### Information shown
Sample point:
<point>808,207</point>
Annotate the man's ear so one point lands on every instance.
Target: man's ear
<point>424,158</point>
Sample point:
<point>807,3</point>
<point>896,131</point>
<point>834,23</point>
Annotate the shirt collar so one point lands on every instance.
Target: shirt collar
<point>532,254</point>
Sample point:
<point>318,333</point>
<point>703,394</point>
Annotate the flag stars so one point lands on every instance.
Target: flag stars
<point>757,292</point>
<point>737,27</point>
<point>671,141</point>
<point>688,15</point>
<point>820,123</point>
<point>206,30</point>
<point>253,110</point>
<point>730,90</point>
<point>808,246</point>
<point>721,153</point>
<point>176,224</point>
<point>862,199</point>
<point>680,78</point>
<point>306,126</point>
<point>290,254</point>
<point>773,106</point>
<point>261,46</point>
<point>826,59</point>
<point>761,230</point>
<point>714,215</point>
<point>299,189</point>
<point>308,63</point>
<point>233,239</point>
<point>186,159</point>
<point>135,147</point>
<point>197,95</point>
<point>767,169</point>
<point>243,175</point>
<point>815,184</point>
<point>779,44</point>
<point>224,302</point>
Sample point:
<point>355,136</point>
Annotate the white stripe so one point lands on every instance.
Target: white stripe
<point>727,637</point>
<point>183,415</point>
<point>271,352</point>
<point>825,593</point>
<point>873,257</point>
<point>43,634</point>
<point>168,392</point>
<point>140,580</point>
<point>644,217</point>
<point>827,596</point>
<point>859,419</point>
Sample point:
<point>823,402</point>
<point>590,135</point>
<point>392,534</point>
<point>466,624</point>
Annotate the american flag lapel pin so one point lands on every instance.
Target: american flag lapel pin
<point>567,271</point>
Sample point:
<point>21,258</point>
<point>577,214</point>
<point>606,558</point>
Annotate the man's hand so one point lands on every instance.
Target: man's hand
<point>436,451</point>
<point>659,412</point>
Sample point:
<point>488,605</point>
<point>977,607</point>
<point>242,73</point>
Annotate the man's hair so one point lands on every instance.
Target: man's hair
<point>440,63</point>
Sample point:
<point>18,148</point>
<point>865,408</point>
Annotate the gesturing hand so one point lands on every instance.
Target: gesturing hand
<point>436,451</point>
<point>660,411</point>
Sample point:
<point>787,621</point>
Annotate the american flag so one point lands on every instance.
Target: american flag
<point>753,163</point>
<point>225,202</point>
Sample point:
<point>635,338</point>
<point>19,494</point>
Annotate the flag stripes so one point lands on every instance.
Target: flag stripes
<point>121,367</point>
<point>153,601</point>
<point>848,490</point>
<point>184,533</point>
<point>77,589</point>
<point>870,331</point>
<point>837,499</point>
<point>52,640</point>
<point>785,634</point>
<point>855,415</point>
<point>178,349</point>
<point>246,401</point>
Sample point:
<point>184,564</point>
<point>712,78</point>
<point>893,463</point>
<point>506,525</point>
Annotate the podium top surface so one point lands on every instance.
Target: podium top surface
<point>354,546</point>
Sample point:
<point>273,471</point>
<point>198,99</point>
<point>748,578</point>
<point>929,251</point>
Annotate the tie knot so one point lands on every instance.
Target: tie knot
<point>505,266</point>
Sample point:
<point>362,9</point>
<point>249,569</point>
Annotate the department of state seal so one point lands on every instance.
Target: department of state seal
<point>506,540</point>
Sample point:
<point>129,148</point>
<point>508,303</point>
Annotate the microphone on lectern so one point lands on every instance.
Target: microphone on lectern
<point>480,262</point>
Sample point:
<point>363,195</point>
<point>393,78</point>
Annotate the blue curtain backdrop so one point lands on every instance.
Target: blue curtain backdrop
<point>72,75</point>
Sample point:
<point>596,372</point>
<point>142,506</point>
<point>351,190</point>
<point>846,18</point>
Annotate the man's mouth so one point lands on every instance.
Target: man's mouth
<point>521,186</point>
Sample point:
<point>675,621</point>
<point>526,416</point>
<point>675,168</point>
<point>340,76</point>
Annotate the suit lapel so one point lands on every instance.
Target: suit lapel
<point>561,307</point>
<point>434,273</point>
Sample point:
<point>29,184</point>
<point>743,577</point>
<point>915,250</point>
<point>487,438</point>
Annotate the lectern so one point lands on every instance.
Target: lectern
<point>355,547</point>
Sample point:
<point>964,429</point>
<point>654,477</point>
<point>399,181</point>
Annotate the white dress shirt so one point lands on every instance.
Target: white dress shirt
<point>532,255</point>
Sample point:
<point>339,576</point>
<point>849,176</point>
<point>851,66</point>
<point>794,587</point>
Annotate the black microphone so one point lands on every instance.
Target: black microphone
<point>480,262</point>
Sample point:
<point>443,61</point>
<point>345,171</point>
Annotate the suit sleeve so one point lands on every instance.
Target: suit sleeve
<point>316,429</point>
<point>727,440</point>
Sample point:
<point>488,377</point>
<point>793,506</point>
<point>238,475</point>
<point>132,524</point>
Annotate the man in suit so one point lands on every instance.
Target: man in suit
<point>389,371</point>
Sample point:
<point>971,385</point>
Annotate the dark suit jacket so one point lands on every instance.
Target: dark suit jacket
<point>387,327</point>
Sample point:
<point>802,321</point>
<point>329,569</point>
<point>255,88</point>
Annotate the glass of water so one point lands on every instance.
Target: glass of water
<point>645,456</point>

### What the exercise asks
Put every line of the material above into a Markdown table with the columns "Row" and "Material line", one line per row. Leave out blank lines.

### Solution
| Row | Material line |
|---|---|
| 1 | Sample point: |
| 2 | <point>808,207</point> |
| 3 | Annotate the man's ear so one point lands on every instance. |
| 4 | Target: man's ear |
| 5 | <point>424,158</point> |
| 6 | Sample point: |
| 7 | <point>807,3</point> |
| 8 | <point>896,131</point> |
| 9 | <point>834,23</point> |
| 10 | Annotate the shirt collar so one point lands on every instance. |
| 11 | Target: shirt collar |
| 12 | <point>532,254</point> |
| 13 | Sample point: |
| 14 | <point>318,333</point> |
| 15 | <point>703,394</point> |
| 16 | Annotate the flag stars so one point lands on every instance. |
| 17 | Target: flag stars |
| 18 | <point>757,292</point> |
| 19 | <point>737,27</point> |
| 20 | <point>671,141</point> |
| 21 | <point>688,15</point> |
| 22 | <point>820,123</point> |
| 23 | <point>206,30</point> |
| 24 | <point>253,110</point> |
| 25 | <point>730,90</point> |
| 26 | <point>808,246</point> |
| 27 | <point>721,153</point> |
| 28 | <point>176,224</point> |
| 29 | <point>862,199</point> |
| 30 | <point>680,78</point> |
| 31 | <point>306,126</point> |
| 32 | <point>290,254</point> |
| 33 | <point>773,106</point> |
| 34 | <point>261,46</point> |
| 35 | <point>826,59</point> |
| 36 | <point>761,230</point> |
| 37 | <point>714,215</point> |
| 38 | <point>299,189</point> |
| 39 | <point>308,63</point> |
| 40 | <point>233,239</point> |
| 41 | <point>186,159</point> |
| 42 | <point>135,147</point> |
| 43 | <point>197,95</point> |
| 44 | <point>767,169</point> |
| 45 | <point>243,175</point> |
| 46 | <point>815,184</point> |
| 47 | <point>779,44</point> |
| 48 | <point>224,302</point> |
| 49 | Sample point: |
| 50 | <point>355,136</point> |
| 51 | Annotate the white stripe so one point lands on every instance. |
| 52 | Target: white stripe |
| 53 | <point>727,637</point> |
| 54 | <point>183,415</point> |
| 55 | <point>271,352</point> |
| 56 | <point>825,593</point> |
| 57 | <point>873,257</point> |
| 58 | <point>43,634</point> |
| 59 | <point>168,392</point> |
| 60 | <point>140,580</point> |
| 61 | <point>644,217</point> |
| 62 | <point>827,596</point> |
| 63 | <point>859,419</point> |
| 64 | Sample point: |
| 65 | <point>823,402</point> |
| 66 | <point>590,135</point> |
| 67 | <point>392,534</point> |
| 68 | <point>466,624</point> |
| 69 | Annotate the american flag lapel pin so one point lands on every instance. |
| 70 | Target: american flag lapel pin |
| 71 | <point>567,271</point> |
| 72 | Sample point: |
| 73 | <point>21,258</point> |
| 74 | <point>577,214</point> |
| 75 | <point>606,558</point> |
| 76 | Annotate the man's hand so one point lands on every instance. |
| 77 | Target: man's hand |
| 78 | <point>436,451</point> |
| 79 | <point>659,412</point> |
| 80 | Sample point: |
| 81 | <point>488,605</point> |
| 82 | <point>977,607</point> |
| 83 | <point>242,73</point> |
| 84 | Annotate the man's hair so one point lands on every instance. |
| 85 | Target: man's hair |
| 86 | <point>440,63</point> |
| 87 | Sample point: |
| 88 | <point>18,148</point> |
| 89 | <point>865,408</point> |
| 90 | Annotate the gesturing hand so one point lands on every instance. |
| 91 | Target: gesturing hand |
| 92 | <point>436,451</point> |
| 93 | <point>660,411</point> |
| 94 | Sample point: |
| 95 | <point>787,621</point> |
| 96 | Annotate the american flag so one point lands on every instance. |
| 97 | Target: american flag |
| 98 | <point>753,163</point> |
| 99 | <point>225,202</point> |
| 100 | Sample point: |
| 101 | <point>635,338</point> |
| 102 | <point>19,494</point> |
| 103 | Annotate the flag stripes so one point lands on every instance. |
| 104 | Target: flag stripes |
| 105 | <point>121,367</point> |
| 106 | <point>153,601</point> |
| 107 | <point>848,490</point> |
| 108 | <point>184,533</point> |
| 109 | <point>77,589</point> |
| 110 | <point>870,331</point> |
| 111 | <point>837,499</point> |
| 112 | <point>52,640</point> |
| 113 | <point>785,634</point> |
| 114 | <point>855,415</point> |
| 115 | <point>178,349</point> |
| 116 | <point>246,401</point> |
| 117 | Sample point: |
| 118 | <point>184,564</point> |
| 119 | <point>712,78</point> |
| 120 | <point>893,463</point> |
| 121 | <point>506,525</point> |
| 122 | Annotate the podium top surface so one point lands on every instance. |
| 123 | Target: podium top surface |
| 124 | <point>354,546</point> |
| 125 | Sample point: |
| 126 | <point>273,471</point> |
| 127 | <point>198,99</point> |
| 128 | <point>748,578</point> |
| 129 | <point>929,251</point> |
| 130 | Annotate the tie knot so one point lands on every instance. |
| 131 | Target: tie knot |
| 132 | <point>505,266</point> |
| 133 | Sample point: |
| 134 | <point>362,9</point> |
| 135 | <point>249,569</point> |
| 136 | Annotate the department of state seal so one point lands on every instance. |
| 137 | Target: department of state seal |
| 138 | <point>506,540</point> |
| 139 | Sample point: |
| 140 | <point>129,148</point> |
| 141 | <point>508,303</point> |
| 142 | Annotate the microphone on lectern so one point lands on every instance. |
| 143 | Target: microphone on lectern |
| 144 | <point>480,262</point> |
| 145 | Sample point: |
| 146 | <point>363,195</point> |
| 147 | <point>393,78</point> |
| 148 | Annotate the blue curtain backdrop so one point lands on every instance. |
| 149 | Target: blue curtain backdrop |
| 150 | <point>72,75</point> |
| 151 | Sample point: |
| 152 | <point>596,372</point> |
| 153 | <point>142,506</point> |
| 154 | <point>351,190</point> |
| 155 | <point>846,18</point> |
| 156 | Annotate the man's mouth so one point lands on every instance. |
| 157 | Target: man's mouth |
| 158 | <point>521,186</point> |
| 159 | Sample point: |
| 160 | <point>675,621</point> |
| 161 | <point>526,416</point> |
| 162 | <point>675,168</point> |
| 163 | <point>340,76</point> |
| 164 | Annotate the suit lapel so one point lands on every instance. |
| 165 | Target: suit lapel |
| 166 | <point>561,307</point> |
| 167 | <point>434,273</point> |
| 168 | Sample point: |
| 169 | <point>29,184</point> |
| 170 | <point>743,577</point> |
| 171 | <point>915,250</point> |
| 172 | <point>487,438</point> |
| 173 | Annotate the lectern so one point lands on every instance. |
| 174 | Target: lectern |
| 175 | <point>355,547</point> |
| 176 | Sample point: |
| 177 | <point>964,429</point> |
| 178 | <point>654,477</point> |
| 179 | <point>399,181</point> |
| 180 | Annotate the white dress shirt so one point lands on every instance. |
| 181 | Target: white dress shirt |
| 182 | <point>532,255</point> |
| 183 | Sample point: |
| 184 | <point>339,576</point> |
| 185 | <point>849,176</point> |
| 186 | <point>851,66</point> |
| 187 | <point>794,587</point> |
| 188 | Annotate the black microphone so one point lands on every instance. |
| 189 | Target: black microphone |
| 190 | <point>480,262</point> |
| 191 | Sample point: |
| 192 | <point>443,61</point> |
| 193 | <point>345,171</point> |
| 194 | Annotate the suit sleeve so one point lands on every instance. |
| 195 | Target: suit sleeve |
| 196 | <point>316,429</point> |
| 197 | <point>727,440</point> |
| 198 | Sample point: |
| 199 | <point>488,377</point> |
| 200 | <point>793,506</point> |
| 201 | <point>238,475</point> |
| 202 | <point>132,524</point> |
| 203 | Annotate the man in suit so one point lands on every instance. |
| 204 | Target: man in suit |
| 205 | <point>389,371</point> |
| 206 | Sample point: |
| 207 | <point>971,385</point> |
| 208 | Annotate the dark suit jacket so one point lands on every instance. |
| 209 | Target: dark suit jacket |
| 210 | <point>387,327</point> |
| 211 | Sample point: |
| 212 | <point>802,321</point> |
| 213 | <point>329,569</point> |
| 214 | <point>255,88</point> |
| 215 | Annotate the glass of water so one point lands on every instance. |
| 216 | Target: glass of water |
| 217 | <point>645,456</point> |